─── 原文 ───

老人ホームでは介護士だけでなく、看護師も働いています。



しかし、入居者の生活の場である老人ホームでは、病院と違い治療を行いません



そのため、老人ホームの看護師にはどんな役割があるのか、どのような仕事をしているのか気になる人も多いのではないでしょうか。



そこで今回は、老人ホームにおける看護師の役割や仕事を紹介します。



 



老人ホームの看護師にはさまざまな役割がある







老人ホームの看護師には、次のような3つの役割があります。



医療専門職として入居者の健康面を支える役割




老人ホームでは病院のように治療を行わないため、高度な医療行為を行うことはありません。



そのため、入居者が毎日元気で過ごすための健康チェックや、その都度必要な医療行為を行います。



つまり、老人ホームの看護師には、医療面から入居者の健康面を支える役割があると言えるでしょう。



介護職とともに入居者の生活を支える役割




老人ホームでは、看護師も介護士と同じように食事や排泄、入浴などの介助を行うことがあります。



また、入居者のちょっとした異変を感じ取るためにも、高齢者とのコミュニケ―ションは欠かせません。



このように、老人ホームでは看護師は介護士的役割も持っていると言えるでしょう。



急変時に指揮をとり冷静に対応するリーダー的役割




介護老人保健施設以外の老人ホームには、医師が常駐していません。



そのため、入居者に何らかの異変があった時には、看護師が指揮をとって対応する必要があります。



状況を冷静に判断し適正な対応をするという役割が、老人ホームの看護師には与えられているのです。



 



老人ホームでの看護師の仕事は







それでは、老人ホームの看護師が実際に行っている仕事内容を見ていきましょう。



老人ホームでの看護師の仕事は大きく分けると、「日々の健康管理」「介護士への指導」「急変時の対応」の3種類です。



日々の健康管理




日々の健康管理では、次のようなことを行います。

─── 元資料 ───

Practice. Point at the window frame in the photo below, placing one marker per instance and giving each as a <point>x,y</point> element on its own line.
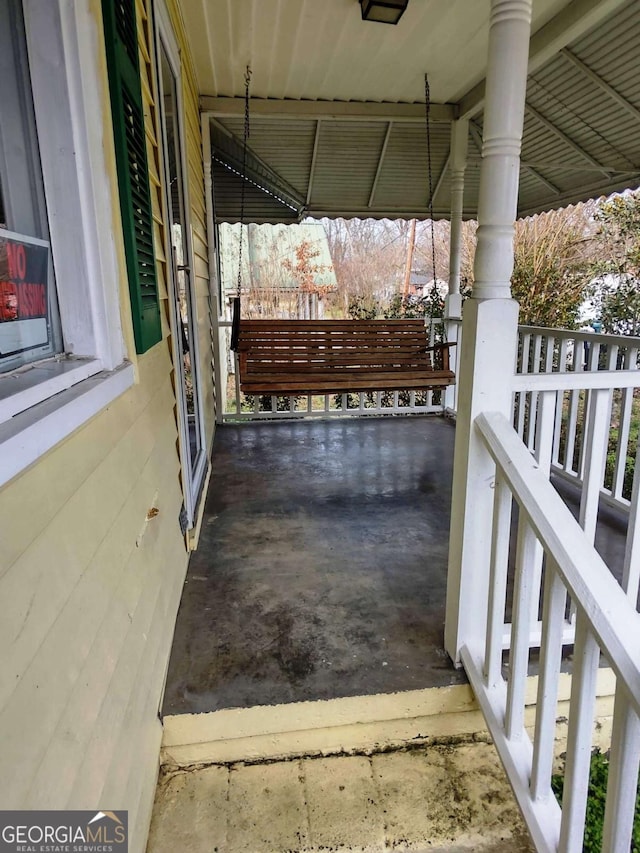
<point>42,403</point>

───

▸ **課題一覧**:
(a) 老人ホームの看護師に関する文章によると、看護師の仕事は大きく分けてどの3種類ですか。
(b) 老人ホームの看護師に関する文章を、最後の文の続きから書き進めてください。

▸ **課題ごとの解答**:
(a) 「日々の健康管理」「介護士への指導」「急変時の対応」の3種類です。

(b)
・毎日のバイタルサイン測定
・内服薬の管理や投与
・経管栄養の管理
・痰の吸引
・褥瘡や皮膚疾患などの処置
・排便コントロールのための浣腸や摘便
・湿布薬の貼付



このうち、毎日のバイタルサインや内服薬の投与は介護士も行うことができます。



私も老人ホームで働いた時には、体温や血圧の測定を行っていましたし、毎食後には薬を飲む介助も行っていました。



介護士への指導




看護師の仕事のうち、経管栄養の管理と痰の吸引については、研修を受けた介護士でも行うことができます。



介護士が行う場合の指導は、老人ホームの看護師が行います。



私の働いていた老人ホームでも、看護師の指導のもと介護士による痰の吸引や経験栄養の管理が行われていました。



急変時の対応




医師が常駐していない老人ホームでは、入居者が何らかの理由で急変した場合、看護師が冷静に状況を分析して対応策を講じなくてはいけません。



急変時には一人で対応できないので、看護師が指揮をとり適切な処置を行う必要があります。



例えば、連携している病院に連れていくべきか、それとも救急車を呼ぶべきか、といった判断も看護師にゆだねられます。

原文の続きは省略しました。